**GOAL OF THE EXERCISE**.
Render the rows below as a Markdown table with the columns Number and Text, giving each line its number and omitting blank lines. Begin with the first line of the rows and continue through the line containing "(1024, 124)", including nothing past it.

**RECORDS SHOWN**.
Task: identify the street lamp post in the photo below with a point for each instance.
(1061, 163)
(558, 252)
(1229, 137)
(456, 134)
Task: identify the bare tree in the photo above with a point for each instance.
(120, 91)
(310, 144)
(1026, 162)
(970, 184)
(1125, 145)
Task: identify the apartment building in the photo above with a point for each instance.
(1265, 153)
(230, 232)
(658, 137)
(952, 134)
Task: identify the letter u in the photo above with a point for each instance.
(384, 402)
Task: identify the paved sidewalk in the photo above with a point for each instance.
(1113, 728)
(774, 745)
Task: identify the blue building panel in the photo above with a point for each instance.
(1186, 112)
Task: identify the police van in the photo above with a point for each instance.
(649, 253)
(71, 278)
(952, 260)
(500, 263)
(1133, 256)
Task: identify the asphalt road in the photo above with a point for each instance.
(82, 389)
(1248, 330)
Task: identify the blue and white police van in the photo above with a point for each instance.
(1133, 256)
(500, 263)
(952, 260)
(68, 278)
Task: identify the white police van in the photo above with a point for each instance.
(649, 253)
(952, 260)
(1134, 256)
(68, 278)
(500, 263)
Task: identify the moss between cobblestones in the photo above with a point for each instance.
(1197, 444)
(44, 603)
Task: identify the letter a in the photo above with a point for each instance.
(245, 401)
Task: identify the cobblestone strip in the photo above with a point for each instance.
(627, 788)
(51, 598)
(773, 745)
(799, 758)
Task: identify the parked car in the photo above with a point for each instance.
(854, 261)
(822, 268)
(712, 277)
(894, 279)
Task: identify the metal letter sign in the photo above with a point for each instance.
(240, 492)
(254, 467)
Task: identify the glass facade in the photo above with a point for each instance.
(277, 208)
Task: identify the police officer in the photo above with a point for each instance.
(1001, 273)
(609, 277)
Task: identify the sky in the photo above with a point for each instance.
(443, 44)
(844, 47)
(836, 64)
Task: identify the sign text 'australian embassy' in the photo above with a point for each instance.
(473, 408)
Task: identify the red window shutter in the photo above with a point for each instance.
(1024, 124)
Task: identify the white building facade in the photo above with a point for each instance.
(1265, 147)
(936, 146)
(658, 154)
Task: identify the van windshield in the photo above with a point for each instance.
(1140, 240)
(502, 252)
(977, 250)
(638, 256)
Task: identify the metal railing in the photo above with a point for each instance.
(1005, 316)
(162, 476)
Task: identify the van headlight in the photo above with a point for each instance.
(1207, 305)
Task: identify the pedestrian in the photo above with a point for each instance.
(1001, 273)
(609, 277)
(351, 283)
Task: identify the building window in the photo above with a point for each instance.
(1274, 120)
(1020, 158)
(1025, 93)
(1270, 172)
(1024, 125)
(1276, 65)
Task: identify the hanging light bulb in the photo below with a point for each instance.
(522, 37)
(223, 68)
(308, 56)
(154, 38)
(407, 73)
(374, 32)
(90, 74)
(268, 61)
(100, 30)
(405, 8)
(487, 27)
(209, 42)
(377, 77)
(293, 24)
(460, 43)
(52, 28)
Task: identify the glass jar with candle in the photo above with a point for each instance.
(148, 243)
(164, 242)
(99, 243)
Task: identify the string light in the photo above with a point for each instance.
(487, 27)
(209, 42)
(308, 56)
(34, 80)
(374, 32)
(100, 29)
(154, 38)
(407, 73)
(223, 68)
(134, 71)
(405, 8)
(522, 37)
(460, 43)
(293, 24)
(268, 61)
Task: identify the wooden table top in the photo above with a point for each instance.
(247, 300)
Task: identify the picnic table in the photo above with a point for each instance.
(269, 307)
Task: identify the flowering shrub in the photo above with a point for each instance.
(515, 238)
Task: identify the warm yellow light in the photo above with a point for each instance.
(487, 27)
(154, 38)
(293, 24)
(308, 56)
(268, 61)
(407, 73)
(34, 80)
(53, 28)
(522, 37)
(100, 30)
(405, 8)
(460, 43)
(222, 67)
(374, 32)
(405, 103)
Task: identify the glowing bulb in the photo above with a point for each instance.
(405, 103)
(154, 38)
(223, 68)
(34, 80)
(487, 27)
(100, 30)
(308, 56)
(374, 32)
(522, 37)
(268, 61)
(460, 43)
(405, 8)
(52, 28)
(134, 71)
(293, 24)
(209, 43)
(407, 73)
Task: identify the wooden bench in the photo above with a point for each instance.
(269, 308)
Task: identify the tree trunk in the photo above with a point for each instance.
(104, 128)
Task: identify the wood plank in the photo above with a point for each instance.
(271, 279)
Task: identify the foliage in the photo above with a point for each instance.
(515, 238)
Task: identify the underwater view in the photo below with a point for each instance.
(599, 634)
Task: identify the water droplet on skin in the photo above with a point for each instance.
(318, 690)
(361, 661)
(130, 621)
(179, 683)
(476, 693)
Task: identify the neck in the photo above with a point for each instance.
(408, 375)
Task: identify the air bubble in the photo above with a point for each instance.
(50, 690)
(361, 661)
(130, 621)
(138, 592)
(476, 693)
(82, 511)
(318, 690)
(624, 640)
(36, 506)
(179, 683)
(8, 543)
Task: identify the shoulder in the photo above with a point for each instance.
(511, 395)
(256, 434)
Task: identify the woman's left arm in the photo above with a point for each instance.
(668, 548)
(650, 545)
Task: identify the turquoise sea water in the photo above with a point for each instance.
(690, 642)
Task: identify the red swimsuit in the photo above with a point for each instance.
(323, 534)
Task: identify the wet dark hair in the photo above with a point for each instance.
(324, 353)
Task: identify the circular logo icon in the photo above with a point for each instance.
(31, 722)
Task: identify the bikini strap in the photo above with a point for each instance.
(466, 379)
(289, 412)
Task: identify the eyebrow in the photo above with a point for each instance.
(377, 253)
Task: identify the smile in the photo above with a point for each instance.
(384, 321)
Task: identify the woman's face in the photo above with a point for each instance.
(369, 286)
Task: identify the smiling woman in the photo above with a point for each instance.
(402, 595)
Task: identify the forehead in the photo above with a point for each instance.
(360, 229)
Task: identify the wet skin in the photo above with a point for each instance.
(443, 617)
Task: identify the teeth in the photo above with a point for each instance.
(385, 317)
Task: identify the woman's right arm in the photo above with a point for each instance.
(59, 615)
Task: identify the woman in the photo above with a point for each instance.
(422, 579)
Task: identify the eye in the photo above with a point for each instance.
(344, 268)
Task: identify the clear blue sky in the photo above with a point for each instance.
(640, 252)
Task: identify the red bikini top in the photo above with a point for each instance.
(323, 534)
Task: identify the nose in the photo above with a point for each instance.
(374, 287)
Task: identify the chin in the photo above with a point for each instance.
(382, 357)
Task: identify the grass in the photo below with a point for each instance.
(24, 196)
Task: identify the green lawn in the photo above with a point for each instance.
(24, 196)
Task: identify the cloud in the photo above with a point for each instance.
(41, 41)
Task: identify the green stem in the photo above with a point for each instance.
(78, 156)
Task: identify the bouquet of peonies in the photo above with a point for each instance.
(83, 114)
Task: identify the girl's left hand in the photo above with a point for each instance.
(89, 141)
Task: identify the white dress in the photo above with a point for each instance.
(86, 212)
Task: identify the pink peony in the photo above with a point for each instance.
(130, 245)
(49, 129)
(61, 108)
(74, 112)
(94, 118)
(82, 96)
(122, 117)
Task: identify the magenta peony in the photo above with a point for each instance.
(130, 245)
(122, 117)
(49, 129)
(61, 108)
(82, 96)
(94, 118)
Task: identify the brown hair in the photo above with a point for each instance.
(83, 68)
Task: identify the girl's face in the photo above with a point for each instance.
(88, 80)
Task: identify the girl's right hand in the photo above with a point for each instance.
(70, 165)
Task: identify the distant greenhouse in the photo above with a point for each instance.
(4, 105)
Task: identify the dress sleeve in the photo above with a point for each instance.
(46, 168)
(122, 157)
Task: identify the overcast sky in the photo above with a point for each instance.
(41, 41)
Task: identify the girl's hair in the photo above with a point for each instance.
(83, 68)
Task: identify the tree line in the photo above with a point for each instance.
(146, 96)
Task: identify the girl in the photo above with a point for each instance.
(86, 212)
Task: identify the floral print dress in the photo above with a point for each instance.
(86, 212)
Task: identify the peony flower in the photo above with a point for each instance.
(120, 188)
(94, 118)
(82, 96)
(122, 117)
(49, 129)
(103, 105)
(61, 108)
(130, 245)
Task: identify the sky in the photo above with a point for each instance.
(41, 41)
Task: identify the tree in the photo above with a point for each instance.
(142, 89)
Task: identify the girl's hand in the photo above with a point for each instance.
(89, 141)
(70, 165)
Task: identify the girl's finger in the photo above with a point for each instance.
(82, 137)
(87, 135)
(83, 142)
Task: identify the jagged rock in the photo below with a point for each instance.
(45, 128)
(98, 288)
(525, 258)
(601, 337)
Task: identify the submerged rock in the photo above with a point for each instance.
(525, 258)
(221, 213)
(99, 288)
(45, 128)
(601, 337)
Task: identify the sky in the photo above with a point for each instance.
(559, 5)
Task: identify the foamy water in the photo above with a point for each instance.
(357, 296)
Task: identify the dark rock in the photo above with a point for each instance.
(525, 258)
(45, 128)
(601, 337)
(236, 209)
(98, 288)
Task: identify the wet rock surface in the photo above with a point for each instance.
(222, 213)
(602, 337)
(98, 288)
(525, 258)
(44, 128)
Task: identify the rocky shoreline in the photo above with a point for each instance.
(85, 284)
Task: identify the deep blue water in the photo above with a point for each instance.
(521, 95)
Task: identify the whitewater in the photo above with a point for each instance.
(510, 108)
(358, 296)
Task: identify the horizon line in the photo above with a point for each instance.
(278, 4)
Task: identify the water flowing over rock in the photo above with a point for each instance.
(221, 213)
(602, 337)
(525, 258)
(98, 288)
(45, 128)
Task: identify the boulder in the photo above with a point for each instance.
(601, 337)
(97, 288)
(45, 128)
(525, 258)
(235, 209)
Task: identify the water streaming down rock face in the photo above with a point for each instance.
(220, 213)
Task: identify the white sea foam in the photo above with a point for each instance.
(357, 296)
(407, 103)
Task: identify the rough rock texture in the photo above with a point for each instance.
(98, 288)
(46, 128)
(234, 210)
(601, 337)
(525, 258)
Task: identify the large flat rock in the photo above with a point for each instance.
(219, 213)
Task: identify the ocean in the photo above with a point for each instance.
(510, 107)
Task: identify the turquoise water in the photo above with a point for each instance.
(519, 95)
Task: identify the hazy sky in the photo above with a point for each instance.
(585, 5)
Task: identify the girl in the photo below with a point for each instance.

**OUTPUT FOR THIS EXERCISE**.
| Number | Text |
|---|---|
| 1 | Task: identify the street lamp post in the photo below with a point for each instance. |
| 2 | (1061, 163) |
| 3 | (558, 252) |
| 4 | (1229, 137) |
| 5 | (456, 134) |
| 6 | Task: identify the bare tree in the photo above with a point for each instance. |
| 7 | (120, 91) |
| 8 | (310, 144) |
| 9 | (1026, 162) |
| 10 | (970, 184) |
| 11 | (1125, 145) |
| 12 | Task: identify the apartment building in the photo above with a point for each instance. |
| 13 | (1265, 153) |
| 14 | (230, 232) |
| 15 | (658, 137) |
| 16 | (952, 134) |
| 17 | Task: identify the letter u in the photo above with a point for each instance. |
| 18 | (384, 402) |
| 19 | Task: identify the paved sidewalk in the photo above with a point for each instance. |
| 20 | (1113, 728) |
| 21 | (774, 745) |
| 22 | Task: identify the blue building panel in the photo above with a point for each instance. |
| 23 | (1186, 112) |
| 24 | Task: identify the police van in the photo above with a point for each instance. |
| 25 | (649, 253) |
| 26 | (71, 278) |
| 27 | (952, 260) |
| 28 | (500, 263) |
| 29 | (1133, 256) |
| 30 | Task: identify the asphalt road in the photo above with a point for each instance. |
| 31 | (82, 389) |
| 32 | (1248, 330) |
| 33 | Task: identify the blue and white police van in the photo above with a point for each instance. |
| 34 | (1133, 256) |
| 35 | (500, 263) |
| 36 | (952, 260) |
| 37 | (68, 278) |
| 38 | Task: identify the white police van in the photo above with a point for each instance. |
| 39 | (649, 253) |
| 40 | (952, 260) |
| 41 | (1134, 256) |
| 42 | (68, 278) |
| 43 | (500, 263) |
| 44 | Task: identify the moss between cobblestones in the photo above with a point for each instance. |
| 45 | (1197, 444) |
| 46 | (44, 603) |
| 47 | Task: identify the letter a in the photo above with a point for each instance. |
| 48 | (245, 401) |
| 49 | Task: identify the cobblestone strip in the photo above with a point for each instance. |
| 50 | (627, 788) |
| 51 | (51, 598) |
| 52 | (773, 745) |
| 53 | (799, 758) |
| 54 | Task: identify the parked car in the photo above with a point for each instance. |
| 55 | (854, 261) |
| 56 | (822, 268) |
| 57 | (712, 277) |
| 58 | (894, 279) |
| 59 | Task: identify the metal letter sign in the photo above with a point for each instance. |
| 60 | (240, 492) |
| 61 | (254, 467) |
| 62 | Task: identify the glass facade in the photo above with a point for each instance. |
| 63 | (277, 208) |
| 64 | Task: identify the police officer in the photo above with a point for each instance. |
| 65 | (1001, 273) |
| 66 | (609, 277) |
| 67 | Task: identify the sky in the photo above with a point for each instance. |
| 68 | (443, 44) |
| 69 | (844, 47) |
| 70 | (836, 64) |
| 71 | Task: identify the sign text 'australian embassy' in the photo above with a point for each instance. |
| 72 | (473, 408) |
| 73 | Task: identify the red window shutter in the photo above with a point for each instance. |
| 74 | (1024, 124) |